--- START ---

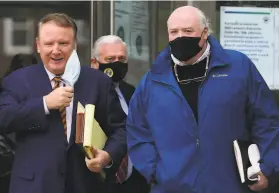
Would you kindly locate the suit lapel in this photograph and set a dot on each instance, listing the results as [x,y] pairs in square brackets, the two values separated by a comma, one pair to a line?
[77,98]
[40,81]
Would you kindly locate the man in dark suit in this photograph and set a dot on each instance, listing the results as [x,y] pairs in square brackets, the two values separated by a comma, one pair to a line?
[110,56]
[40,106]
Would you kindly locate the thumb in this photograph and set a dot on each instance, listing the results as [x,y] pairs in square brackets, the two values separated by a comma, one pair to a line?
[94,151]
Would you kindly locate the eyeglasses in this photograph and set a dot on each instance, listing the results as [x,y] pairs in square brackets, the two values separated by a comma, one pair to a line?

--- END ---

# Work to do:
Arrange every line of the items above as a Markdown table with the columns No. and Text, numbering each row and skipping any blank lines. Leave the pictures out of the table.

# In response:
| No. | Text |
|---|---|
| 1 | Would you kindly locate the suit lapel in this photograph and set a dot on each instance, listing the results as [x,y] pairs in square brackets, the two values separated by a comma, one pair to a line? |
| 2 | [77,98] |
| 3 | [40,81] |
| 4 | Would you kindly locate the man in dark suit in this photograph and set a dot on each instance, listing the results as [x,y] pairs in square brackets, the two values separated by a comma, one pair to a line? |
| 5 | [110,56] |
| 6 | [40,106] |
| 7 | Would you kindly locate the thumb in this photograph and set a dot on each instance, listing the results as [x,y] pairs in square brackets, the two values separated by a comma, one pair to a line? |
| 8 | [94,151] |
| 9 | Would you kindly locate the eyeglasses in this photograph and set a dot on each instance, listing the results as [x,y] pairs in square brackets, the two values separated by a comma, one pair to a line? |